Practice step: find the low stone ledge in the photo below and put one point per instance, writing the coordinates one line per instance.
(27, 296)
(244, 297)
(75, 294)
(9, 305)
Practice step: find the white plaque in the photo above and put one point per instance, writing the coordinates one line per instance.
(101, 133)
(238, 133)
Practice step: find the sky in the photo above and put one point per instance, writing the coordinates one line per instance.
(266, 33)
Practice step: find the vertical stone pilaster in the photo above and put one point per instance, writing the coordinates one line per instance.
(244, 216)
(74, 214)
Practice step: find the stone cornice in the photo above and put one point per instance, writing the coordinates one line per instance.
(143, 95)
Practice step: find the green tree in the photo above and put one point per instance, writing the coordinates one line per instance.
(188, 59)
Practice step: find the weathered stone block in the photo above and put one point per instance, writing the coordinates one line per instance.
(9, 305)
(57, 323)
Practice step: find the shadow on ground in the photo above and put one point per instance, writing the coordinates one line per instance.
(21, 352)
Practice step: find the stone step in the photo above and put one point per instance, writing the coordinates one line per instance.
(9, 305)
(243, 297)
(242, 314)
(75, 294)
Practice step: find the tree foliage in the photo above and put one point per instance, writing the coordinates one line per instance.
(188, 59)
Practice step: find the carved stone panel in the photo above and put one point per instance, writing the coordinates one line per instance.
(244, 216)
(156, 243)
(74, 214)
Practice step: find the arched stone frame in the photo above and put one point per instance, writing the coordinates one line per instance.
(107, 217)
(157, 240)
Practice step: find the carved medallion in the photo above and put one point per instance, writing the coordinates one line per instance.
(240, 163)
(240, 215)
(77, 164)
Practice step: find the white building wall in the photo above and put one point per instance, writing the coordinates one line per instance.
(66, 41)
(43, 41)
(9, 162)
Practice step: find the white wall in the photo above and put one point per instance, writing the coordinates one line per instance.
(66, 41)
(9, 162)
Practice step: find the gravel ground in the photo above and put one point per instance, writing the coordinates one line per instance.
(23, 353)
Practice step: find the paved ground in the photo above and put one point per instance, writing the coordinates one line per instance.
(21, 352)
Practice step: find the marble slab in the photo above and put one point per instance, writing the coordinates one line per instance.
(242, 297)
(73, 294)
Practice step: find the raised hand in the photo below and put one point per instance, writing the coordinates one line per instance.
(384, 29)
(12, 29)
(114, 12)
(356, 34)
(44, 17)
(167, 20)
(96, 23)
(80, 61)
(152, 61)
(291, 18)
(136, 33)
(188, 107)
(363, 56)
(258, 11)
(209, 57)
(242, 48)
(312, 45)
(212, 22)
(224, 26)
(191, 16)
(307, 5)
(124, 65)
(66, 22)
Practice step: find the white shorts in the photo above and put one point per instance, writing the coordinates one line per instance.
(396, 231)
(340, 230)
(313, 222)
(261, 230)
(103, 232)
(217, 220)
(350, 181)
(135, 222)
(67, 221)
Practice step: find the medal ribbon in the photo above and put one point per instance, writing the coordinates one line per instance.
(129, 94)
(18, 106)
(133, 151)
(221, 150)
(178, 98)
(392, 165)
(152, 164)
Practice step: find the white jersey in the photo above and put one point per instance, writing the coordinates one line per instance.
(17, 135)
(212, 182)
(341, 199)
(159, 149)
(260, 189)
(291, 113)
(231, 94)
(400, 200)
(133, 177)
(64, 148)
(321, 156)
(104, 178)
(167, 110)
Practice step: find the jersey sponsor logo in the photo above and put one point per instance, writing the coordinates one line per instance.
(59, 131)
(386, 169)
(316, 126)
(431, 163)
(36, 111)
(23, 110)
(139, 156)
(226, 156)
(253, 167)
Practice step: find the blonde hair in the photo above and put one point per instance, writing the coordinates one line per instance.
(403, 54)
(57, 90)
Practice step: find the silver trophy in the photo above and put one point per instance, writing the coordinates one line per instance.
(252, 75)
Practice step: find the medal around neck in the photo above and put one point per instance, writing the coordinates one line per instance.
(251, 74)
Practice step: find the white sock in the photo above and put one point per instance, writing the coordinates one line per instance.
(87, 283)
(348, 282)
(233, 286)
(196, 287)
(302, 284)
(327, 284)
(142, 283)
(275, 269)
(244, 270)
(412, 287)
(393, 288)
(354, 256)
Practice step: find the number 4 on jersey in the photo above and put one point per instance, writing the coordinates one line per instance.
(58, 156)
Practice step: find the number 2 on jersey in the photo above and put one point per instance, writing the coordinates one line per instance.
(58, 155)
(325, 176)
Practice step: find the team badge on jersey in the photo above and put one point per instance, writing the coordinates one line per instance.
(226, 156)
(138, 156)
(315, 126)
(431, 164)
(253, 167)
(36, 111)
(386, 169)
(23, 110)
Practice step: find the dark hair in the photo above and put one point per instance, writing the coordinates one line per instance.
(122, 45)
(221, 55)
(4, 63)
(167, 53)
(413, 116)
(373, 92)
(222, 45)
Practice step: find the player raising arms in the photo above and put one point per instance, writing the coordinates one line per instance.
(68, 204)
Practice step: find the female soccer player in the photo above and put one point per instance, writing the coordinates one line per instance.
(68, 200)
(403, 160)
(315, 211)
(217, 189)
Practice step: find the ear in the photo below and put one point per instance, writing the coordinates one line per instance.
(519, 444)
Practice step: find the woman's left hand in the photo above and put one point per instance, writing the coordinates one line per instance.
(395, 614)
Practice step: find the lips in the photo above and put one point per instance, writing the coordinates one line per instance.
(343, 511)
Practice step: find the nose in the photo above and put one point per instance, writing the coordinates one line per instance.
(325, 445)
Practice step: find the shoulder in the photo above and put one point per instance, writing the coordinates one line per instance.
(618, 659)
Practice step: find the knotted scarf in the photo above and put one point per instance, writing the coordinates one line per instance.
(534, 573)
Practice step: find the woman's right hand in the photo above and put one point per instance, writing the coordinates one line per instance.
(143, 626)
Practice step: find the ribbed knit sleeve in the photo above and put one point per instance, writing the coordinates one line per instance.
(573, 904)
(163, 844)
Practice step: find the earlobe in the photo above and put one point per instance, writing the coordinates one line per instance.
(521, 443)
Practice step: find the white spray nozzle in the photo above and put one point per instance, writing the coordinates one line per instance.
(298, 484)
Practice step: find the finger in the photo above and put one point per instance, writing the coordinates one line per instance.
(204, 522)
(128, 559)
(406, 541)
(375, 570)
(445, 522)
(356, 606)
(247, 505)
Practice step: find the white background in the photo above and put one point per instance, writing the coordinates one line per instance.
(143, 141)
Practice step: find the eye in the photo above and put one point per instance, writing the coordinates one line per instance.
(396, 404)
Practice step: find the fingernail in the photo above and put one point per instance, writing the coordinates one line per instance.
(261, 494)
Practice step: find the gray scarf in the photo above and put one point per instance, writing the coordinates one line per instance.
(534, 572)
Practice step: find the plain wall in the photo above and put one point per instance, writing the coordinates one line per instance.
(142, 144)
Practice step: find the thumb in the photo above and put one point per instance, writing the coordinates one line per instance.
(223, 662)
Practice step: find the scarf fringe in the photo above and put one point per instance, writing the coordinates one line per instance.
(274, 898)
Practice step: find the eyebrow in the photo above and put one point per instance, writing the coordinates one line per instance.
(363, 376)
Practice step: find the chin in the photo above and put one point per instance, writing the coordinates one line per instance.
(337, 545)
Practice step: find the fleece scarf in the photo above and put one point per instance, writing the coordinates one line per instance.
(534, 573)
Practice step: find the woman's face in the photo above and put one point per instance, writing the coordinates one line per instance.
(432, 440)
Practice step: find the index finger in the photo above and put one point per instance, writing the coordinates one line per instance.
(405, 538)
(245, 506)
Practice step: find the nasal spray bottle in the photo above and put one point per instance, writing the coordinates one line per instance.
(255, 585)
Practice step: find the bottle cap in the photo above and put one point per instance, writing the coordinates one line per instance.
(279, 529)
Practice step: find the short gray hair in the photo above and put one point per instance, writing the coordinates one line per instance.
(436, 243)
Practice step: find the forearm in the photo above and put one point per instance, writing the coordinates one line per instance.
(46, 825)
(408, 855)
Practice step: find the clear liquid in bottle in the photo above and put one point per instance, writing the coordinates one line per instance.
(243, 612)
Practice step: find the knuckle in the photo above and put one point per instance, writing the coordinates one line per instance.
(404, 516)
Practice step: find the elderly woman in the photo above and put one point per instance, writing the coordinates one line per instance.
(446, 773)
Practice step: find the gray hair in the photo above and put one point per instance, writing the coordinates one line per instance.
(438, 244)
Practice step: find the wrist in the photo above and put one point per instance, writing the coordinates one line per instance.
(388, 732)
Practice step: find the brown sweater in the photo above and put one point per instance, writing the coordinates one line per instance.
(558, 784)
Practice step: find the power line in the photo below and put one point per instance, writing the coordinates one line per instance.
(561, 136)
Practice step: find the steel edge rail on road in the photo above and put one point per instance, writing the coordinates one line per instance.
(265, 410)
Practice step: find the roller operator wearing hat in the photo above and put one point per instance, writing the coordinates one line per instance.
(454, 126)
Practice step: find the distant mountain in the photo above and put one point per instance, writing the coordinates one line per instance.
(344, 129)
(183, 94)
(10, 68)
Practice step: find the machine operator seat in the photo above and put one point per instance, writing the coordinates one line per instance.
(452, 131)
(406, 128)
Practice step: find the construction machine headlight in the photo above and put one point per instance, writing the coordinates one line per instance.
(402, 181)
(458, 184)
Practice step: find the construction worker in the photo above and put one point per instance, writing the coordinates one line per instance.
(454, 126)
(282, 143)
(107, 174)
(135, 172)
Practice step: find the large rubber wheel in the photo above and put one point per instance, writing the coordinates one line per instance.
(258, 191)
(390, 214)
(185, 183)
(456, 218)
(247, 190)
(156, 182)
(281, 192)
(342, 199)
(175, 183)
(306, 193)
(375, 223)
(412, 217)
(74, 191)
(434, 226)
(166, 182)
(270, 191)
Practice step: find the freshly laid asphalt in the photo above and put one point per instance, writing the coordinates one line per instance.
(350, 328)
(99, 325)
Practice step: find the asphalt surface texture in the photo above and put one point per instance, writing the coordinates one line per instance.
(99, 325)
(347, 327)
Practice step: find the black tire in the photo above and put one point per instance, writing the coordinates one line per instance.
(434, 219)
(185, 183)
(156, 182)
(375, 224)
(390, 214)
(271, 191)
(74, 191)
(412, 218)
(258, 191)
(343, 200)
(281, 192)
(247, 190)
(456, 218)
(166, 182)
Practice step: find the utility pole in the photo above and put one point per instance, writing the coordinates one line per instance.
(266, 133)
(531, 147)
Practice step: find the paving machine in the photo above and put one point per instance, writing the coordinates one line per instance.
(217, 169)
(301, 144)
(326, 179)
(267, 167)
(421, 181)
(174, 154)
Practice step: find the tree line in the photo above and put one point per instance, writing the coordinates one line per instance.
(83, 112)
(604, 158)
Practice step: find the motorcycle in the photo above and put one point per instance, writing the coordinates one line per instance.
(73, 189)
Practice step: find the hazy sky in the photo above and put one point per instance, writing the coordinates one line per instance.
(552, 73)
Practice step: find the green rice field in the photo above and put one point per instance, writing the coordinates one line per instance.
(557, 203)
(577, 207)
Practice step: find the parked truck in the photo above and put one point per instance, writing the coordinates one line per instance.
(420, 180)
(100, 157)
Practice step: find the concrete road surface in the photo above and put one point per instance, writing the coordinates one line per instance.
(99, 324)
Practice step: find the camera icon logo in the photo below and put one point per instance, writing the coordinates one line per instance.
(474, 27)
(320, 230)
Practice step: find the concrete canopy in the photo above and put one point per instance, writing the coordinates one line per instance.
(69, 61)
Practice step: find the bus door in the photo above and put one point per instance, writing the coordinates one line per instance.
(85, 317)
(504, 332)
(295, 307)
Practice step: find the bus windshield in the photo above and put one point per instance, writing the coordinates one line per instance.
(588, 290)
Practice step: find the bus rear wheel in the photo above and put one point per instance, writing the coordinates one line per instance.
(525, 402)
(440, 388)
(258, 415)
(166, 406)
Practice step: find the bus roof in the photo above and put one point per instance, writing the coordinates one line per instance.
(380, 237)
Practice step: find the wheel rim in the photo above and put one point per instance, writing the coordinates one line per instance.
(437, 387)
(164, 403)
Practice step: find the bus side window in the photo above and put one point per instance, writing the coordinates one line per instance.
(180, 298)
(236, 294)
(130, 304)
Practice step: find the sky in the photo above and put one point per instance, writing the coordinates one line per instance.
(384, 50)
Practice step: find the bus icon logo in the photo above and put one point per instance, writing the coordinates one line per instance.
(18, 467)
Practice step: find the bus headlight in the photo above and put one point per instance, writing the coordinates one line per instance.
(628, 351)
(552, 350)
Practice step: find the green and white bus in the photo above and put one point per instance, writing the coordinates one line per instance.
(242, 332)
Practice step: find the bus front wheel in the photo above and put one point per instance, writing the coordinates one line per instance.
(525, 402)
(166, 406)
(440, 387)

####

Exactly reproduce the lines beginning with the one that contains "Practice step: find the camera" and ending with the last line of the material, both included. Leave out everything else.

:: EXERCISE OUTPUT ::
Practice step: find the camera icon logo in the photo below and put one point per instance, writing the coordinates one line per instance.
(474, 27)
(320, 230)
Practice step: find the concrete canopy in the photo above and put one point per instance, writing the coordinates one line per instance.
(69, 61)
Practice step: find the bus door in the photo above and put one point per instance, writing the coordinates one line per instance.
(85, 317)
(504, 332)
(295, 307)
Practice step: find the bus windshield in the photo above and put one point per instance, writing the coordinates one line per instance.
(588, 290)
Practice step: find the bus rear wheel in the photo above and put one point per instance, writing the coordinates one line per instance.
(525, 402)
(440, 388)
(258, 415)
(166, 406)
Practice step: find the bus roof in the photo above and put one point per instance, writing the coordinates one line per instance.
(380, 237)
Practice step: find the wheel rim in the photo above and put one point per instance, writing the coordinates one line per instance.
(437, 387)
(164, 403)
Practice step: find the bus side window in the photo above and put one point per instance, writing the coordinates one line per instance.
(180, 298)
(236, 294)
(130, 304)
Practice step: find the sky in the photo above and put one point per instance, writing the coordinates one line per instance.
(384, 50)
Practice step: find the bus icon logo in the photo above and put one point per instance, writing the coordinates one line per instance.
(18, 467)
Practice step: find the bus headlight in the photo above and put one point per instance, writing the coordinates one line per instance.
(628, 351)
(552, 350)
Practice step: find the green and white bus in the photo above and put one point per instance, writing the coordinates one line per instance.
(242, 332)
Practice step: find the bus front wheel in the photo above and put one point per instance, writing the coordinates one line per instance.
(525, 402)
(166, 406)
(440, 387)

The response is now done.